### WHAT THE TASK ASKS
Ignoring every picture, transcribe the data in full as it stands.

### Excerpts from a dataset
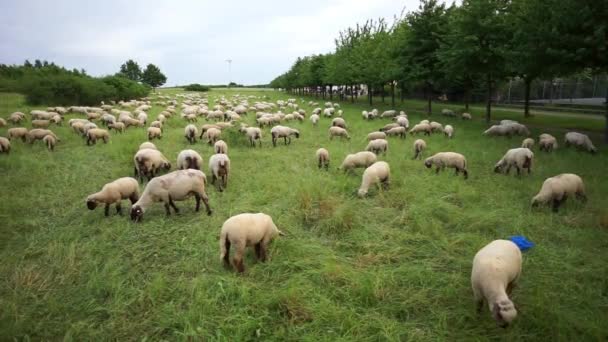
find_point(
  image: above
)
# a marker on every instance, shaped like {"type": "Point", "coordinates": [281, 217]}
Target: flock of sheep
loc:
{"type": "Point", "coordinates": [496, 267]}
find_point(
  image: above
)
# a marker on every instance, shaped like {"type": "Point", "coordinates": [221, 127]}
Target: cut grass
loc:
{"type": "Point", "coordinates": [393, 266]}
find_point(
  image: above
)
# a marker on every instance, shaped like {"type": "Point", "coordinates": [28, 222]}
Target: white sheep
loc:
{"type": "Point", "coordinates": [557, 189]}
{"type": "Point", "coordinates": [448, 159]}
{"type": "Point", "coordinates": [245, 230]}
{"type": "Point", "coordinates": [175, 186]}
{"type": "Point", "coordinates": [113, 193]}
{"type": "Point", "coordinates": [377, 173]}
{"type": "Point", "coordinates": [496, 269]}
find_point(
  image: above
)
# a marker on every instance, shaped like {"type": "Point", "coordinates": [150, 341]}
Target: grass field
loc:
{"type": "Point", "coordinates": [393, 266]}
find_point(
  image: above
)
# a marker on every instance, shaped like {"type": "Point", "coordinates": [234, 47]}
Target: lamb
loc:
{"type": "Point", "coordinates": [220, 146]}
{"type": "Point", "coordinates": [448, 130]}
{"type": "Point", "coordinates": [335, 131]}
{"type": "Point", "coordinates": [283, 132]}
{"type": "Point", "coordinates": [113, 193]}
{"type": "Point", "coordinates": [496, 269]}
{"type": "Point", "coordinates": [579, 140]}
{"type": "Point", "coordinates": [377, 146]}
{"type": "Point", "coordinates": [449, 159]}
{"type": "Point", "coordinates": [547, 142]}
{"type": "Point", "coordinates": [557, 189]}
{"type": "Point", "coordinates": [520, 158]}
{"type": "Point", "coordinates": [419, 146]}
{"type": "Point", "coordinates": [357, 160]}
{"type": "Point", "coordinates": [323, 158]}
{"type": "Point", "coordinates": [528, 143]}
{"type": "Point", "coordinates": [175, 186]}
{"type": "Point", "coordinates": [219, 167]}
{"type": "Point", "coordinates": [190, 132]}
{"type": "Point", "coordinates": [96, 133]}
{"type": "Point", "coordinates": [245, 230]}
{"type": "Point", "coordinates": [189, 159]}
{"type": "Point", "coordinates": [378, 172]}
{"type": "Point", "coordinates": [5, 145]}
{"type": "Point", "coordinates": [154, 132]}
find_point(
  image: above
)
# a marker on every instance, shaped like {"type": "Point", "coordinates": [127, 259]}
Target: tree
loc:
{"type": "Point", "coordinates": [153, 77]}
{"type": "Point", "coordinates": [131, 70]}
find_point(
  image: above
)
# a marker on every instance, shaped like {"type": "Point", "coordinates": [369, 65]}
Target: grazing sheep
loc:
{"type": "Point", "coordinates": [520, 158]}
{"type": "Point", "coordinates": [496, 269]}
{"type": "Point", "coordinates": [245, 230]}
{"type": "Point", "coordinates": [323, 158]}
{"type": "Point", "coordinates": [377, 146]}
{"type": "Point", "coordinates": [557, 189]}
{"type": "Point", "coordinates": [377, 173]}
{"type": "Point", "coordinates": [219, 168]}
{"type": "Point", "coordinates": [113, 193]}
{"type": "Point", "coordinates": [579, 140]}
{"type": "Point", "coordinates": [283, 132]}
{"type": "Point", "coordinates": [449, 159]}
{"type": "Point", "coordinates": [335, 131]}
{"type": "Point", "coordinates": [189, 159]}
{"type": "Point", "coordinates": [175, 186]}
{"type": "Point", "coordinates": [357, 160]}
{"type": "Point", "coordinates": [419, 146]}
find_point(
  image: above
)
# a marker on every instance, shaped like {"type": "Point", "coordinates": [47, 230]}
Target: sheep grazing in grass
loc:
{"type": "Point", "coordinates": [557, 189]}
{"type": "Point", "coordinates": [496, 269]}
{"type": "Point", "coordinates": [419, 146]}
{"type": "Point", "coordinates": [175, 186]}
{"type": "Point", "coordinates": [579, 140]}
{"type": "Point", "coordinates": [378, 173]}
{"type": "Point", "coordinates": [114, 193]}
{"type": "Point", "coordinates": [520, 158]}
{"type": "Point", "coordinates": [448, 159]}
{"type": "Point", "coordinates": [245, 230]}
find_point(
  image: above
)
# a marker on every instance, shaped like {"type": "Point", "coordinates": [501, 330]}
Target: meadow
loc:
{"type": "Point", "coordinates": [393, 266]}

### ANSWER BOX
find_point(
  image: above
)
# a marker on every instance, shaped like {"type": "Point", "coordinates": [281, 217]}
Target: flock of sheep
loc:
{"type": "Point", "coordinates": [496, 267]}
find_point(
  image: above
)
# a marker on every instance, shaped like {"type": "Point", "coordinates": [221, 127]}
Target: cut grass
loc:
{"type": "Point", "coordinates": [393, 266]}
find_point(
  image: above
)
# a marker on every instance, shaped like {"type": "Point", "coordinates": [28, 222]}
Target: white sheep
loc:
{"type": "Point", "coordinates": [557, 189]}
{"type": "Point", "coordinates": [448, 159]}
{"type": "Point", "coordinates": [245, 230]}
{"type": "Point", "coordinates": [175, 186]}
{"type": "Point", "coordinates": [113, 193]}
{"type": "Point", "coordinates": [377, 173]}
{"type": "Point", "coordinates": [496, 269]}
find_point(
  image: above
)
# a marker on every instance, shaped like {"type": "Point", "coordinates": [150, 341]}
Target: grass field
loc:
{"type": "Point", "coordinates": [393, 266]}
find_point(
  image: above
)
# a marker on every instance, shaped like {"type": "Point", "coordinates": [234, 47]}
Target: lamb
loc:
{"type": "Point", "coordinates": [220, 146]}
{"type": "Point", "coordinates": [448, 130]}
{"type": "Point", "coordinates": [335, 131]}
{"type": "Point", "coordinates": [283, 132]}
{"type": "Point", "coordinates": [113, 193]}
{"type": "Point", "coordinates": [496, 269]}
{"type": "Point", "coordinates": [579, 140]}
{"type": "Point", "coordinates": [377, 146]}
{"type": "Point", "coordinates": [449, 159]}
{"type": "Point", "coordinates": [547, 142]}
{"type": "Point", "coordinates": [557, 189]}
{"type": "Point", "coordinates": [520, 158]}
{"type": "Point", "coordinates": [419, 146]}
{"type": "Point", "coordinates": [357, 160]}
{"type": "Point", "coordinates": [323, 158]}
{"type": "Point", "coordinates": [528, 143]}
{"type": "Point", "coordinates": [175, 186]}
{"type": "Point", "coordinates": [219, 167]}
{"type": "Point", "coordinates": [190, 132]}
{"type": "Point", "coordinates": [96, 133]}
{"type": "Point", "coordinates": [245, 230]}
{"type": "Point", "coordinates": [189, 159]}
{"type": "Point", "coordinates": [378, 172]}
{"type": "Point", "coordinates": [5, 145]}
{"type": "Point", "coordinates": [154, 132]}
find_point(
  image: above
)
# a marker on every instance, shaped like {"type": "Point", "coordinates": [127, 259]}
Target: tree
loc:
{"type": "Point", "coordinates": [153, 77]}
{"type": "Point", "coordinates": [131, 70]}
find_point(
  image: above
)
# a marker on every instance, shaped like {"type": "Point", "coordinates": [369, 65]}
Target: grazing sheep
loc:
{"type": "Point", "coordinates": [520, 158]}
{"type": "Point", "coordinates": [496, 269]}
{"type": "Point", "coordinates": [245, 230]}
{"type": "Point", "coordinates": [323, 158]}
{"type": "Point", "coordinates": [377, 146]}
{"type": "Point", "coordinates": [557, 189]}
{"type": "Point", "coordinates": [377, 173]}
{"type": "Point", "coordinates": [219, 168]}
{"type": "Point", "coordinates": [113, 193]}
{"type": "Point", "coordinates": [579, 140]}
{"type": "Point", "coordinates": [283, 132]}
{"type": "Point", "coordinates": [449, 159]}
{"type": "Point", "coordinates": [335, 131]}
{"type": "Point", "coordinates": [189, 159]}
{"type": "Point", "coordinates": [175, 186]}
{"type": "Point", "coordinates": [357, 160]}
{"type": "Point", "coordinates": [419, 146]}
find_point(
  image: above
)
# a marker on every instance, shaped like {"type": "Point", "coordinates": [47, 230]}
Target: sheep grazing in grass
loc:
{"type": "Point", "coordinates": [557, 189]}
{"type": "Point", "coordinates": [496, 269]}
{"type": "Point", "coordinates": [419, 146]}
{"type": "Point", "coordinates": [175, 186]}
{"type": "Point", "coordinates": [579, 140]}
{"type": "Point", "coordinates": [378, 173]}
{"type": "Point", "coordinates": [114, 193]}
{"type": "Point", "coordinates": [520, 158]}
{"type": "Point", "coordinates": [448, 159]}
{"type": "Point", "coordinates": [245, 230]}
find_point(
  image: above
)
# a marker on every instance, shaped like {"type": "Point", "coordinates": [501, 330]}
Target: meadow
loc:
{"type": "Point", "coordinates": [393, 266]}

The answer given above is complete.